= EXERCISE OBJECTIVE =
Exactly as written, retype the lines that run from the line holding "Each instance of the canyon" through the end of the records below. Do not include pictures.

= RECORDS SHOWN =
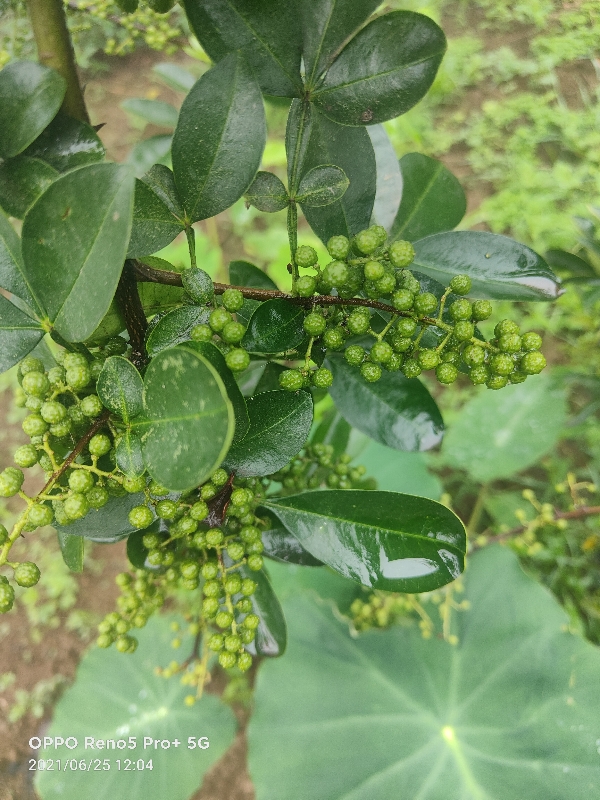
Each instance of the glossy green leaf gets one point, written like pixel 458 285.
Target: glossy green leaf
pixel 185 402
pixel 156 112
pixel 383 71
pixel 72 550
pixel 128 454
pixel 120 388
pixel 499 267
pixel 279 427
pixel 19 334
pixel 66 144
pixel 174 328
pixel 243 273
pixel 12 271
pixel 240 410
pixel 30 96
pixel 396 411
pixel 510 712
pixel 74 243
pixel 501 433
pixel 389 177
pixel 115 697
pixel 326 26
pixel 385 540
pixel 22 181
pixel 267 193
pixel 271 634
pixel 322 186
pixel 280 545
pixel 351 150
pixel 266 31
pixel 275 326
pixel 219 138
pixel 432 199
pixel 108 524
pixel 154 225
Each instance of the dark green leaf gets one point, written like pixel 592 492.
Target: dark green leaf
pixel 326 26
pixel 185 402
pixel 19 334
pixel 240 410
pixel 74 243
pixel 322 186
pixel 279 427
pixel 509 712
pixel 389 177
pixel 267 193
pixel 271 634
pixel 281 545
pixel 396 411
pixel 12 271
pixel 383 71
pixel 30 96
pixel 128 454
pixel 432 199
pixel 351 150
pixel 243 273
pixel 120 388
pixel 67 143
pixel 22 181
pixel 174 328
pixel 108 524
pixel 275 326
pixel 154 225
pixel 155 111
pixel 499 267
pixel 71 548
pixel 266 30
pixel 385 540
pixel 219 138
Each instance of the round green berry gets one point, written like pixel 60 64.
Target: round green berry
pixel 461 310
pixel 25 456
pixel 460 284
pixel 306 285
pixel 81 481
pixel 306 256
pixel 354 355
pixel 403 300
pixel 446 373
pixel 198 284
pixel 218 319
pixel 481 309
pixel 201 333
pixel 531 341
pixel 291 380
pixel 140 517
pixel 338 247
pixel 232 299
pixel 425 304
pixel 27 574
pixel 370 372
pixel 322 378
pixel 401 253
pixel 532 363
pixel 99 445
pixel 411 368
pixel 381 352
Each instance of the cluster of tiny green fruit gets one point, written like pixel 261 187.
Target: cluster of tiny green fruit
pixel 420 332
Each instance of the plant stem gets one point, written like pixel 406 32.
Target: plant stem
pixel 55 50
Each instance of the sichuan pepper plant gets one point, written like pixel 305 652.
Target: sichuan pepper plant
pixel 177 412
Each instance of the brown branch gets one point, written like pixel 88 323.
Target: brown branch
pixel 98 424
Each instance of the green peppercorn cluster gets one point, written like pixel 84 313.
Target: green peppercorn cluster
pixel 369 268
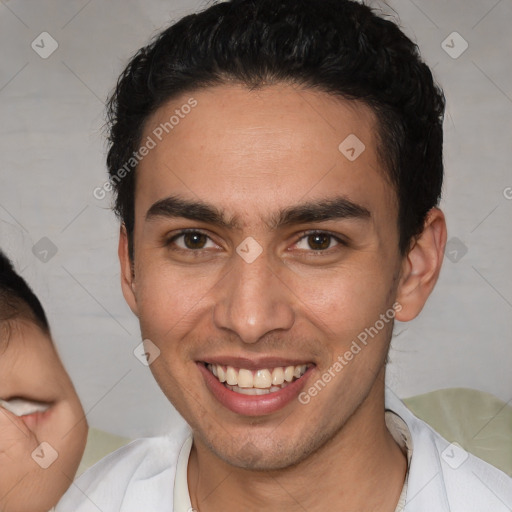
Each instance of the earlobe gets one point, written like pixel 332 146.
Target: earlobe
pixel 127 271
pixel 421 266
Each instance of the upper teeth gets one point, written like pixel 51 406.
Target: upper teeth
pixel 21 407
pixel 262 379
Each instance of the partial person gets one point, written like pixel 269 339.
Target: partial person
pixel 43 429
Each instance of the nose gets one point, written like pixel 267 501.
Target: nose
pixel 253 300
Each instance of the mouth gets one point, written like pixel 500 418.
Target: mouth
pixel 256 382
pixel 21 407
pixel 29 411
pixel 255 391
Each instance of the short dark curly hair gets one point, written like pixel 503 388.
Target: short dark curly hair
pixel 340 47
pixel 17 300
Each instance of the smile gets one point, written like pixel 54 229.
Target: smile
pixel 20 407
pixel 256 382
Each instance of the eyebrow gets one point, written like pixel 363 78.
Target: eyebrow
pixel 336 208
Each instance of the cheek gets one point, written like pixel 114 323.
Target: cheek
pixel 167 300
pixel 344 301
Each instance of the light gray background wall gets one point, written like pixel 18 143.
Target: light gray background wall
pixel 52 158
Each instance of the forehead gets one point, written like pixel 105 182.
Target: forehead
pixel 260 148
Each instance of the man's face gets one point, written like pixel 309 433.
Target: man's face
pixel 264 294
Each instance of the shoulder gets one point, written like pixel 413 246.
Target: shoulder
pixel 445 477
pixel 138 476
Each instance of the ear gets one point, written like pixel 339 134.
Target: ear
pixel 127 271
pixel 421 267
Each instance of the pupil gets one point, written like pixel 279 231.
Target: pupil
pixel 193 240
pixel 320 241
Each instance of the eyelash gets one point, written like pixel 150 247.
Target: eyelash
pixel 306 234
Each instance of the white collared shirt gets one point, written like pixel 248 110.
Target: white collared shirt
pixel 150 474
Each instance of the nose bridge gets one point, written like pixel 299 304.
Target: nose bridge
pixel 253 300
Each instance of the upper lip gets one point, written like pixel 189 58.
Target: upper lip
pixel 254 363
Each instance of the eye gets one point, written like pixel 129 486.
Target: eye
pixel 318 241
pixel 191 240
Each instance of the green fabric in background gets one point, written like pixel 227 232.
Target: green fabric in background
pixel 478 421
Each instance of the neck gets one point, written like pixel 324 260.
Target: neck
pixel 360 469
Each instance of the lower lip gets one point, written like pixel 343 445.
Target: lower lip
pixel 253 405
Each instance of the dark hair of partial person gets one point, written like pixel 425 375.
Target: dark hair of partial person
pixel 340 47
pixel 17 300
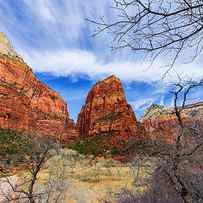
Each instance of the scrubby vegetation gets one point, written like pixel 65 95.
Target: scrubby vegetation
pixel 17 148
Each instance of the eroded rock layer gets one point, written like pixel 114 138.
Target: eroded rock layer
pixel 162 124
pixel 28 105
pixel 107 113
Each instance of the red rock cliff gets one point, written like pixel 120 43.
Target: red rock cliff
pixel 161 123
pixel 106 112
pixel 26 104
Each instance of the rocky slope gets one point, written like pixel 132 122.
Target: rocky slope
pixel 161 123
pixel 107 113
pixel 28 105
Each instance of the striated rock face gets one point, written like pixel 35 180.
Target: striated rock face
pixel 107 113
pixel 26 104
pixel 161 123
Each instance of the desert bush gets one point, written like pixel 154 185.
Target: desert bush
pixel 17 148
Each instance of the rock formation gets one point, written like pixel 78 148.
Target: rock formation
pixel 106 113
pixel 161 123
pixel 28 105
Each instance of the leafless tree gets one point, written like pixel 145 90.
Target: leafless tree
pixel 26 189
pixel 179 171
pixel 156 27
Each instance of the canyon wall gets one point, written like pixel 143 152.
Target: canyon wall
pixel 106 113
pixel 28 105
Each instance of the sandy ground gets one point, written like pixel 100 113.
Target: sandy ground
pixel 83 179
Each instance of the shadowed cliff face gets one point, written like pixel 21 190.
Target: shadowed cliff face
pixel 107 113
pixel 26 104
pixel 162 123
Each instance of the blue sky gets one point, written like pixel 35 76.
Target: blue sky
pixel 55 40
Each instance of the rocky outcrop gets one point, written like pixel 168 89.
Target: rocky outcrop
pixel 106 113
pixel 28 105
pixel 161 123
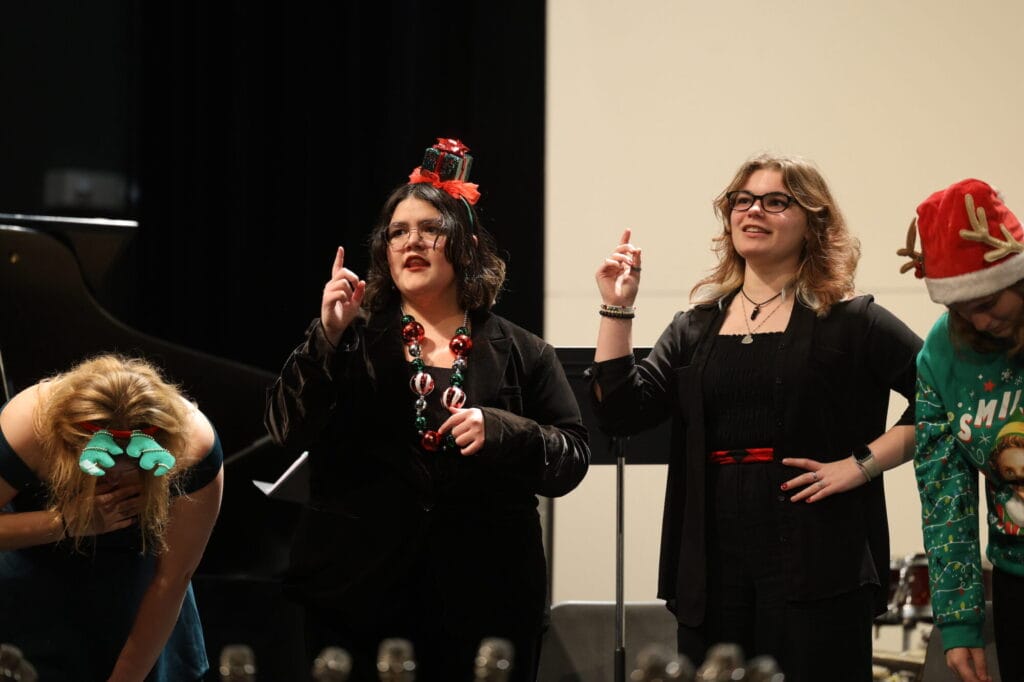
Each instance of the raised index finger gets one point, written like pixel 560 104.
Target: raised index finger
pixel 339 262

= WRITTEN SOLUTION =
Each instance of the canyon wall gets one point, written like pixel 143 152.
Target: canyon wall
pixel 106 113
pixel 28 105
Each instance of the sandy ground gets one point, written like pixel 100 113.
Target: sandy ground
pixel 83 179
Each instance of the shadowed cliff face gets one point, written like pixel 21 190.
Target: shadowed cliff face
pixel 107 113
pixel 26 104
pixel 162 123
Each instance of the blue sky gets one point, written like pixel 35 76.
Target: blue sky
pixel 55 40
Each instance of the rocky outcrop gets one point, written like pixel 168 89.
Target: rocky outcrop
pixel 106 113
pixel 28 105
pixel 161 123
Each instance of the raised index finger gets one point, written like pixel 560 104.
Target: raised index finger
pixel 339 262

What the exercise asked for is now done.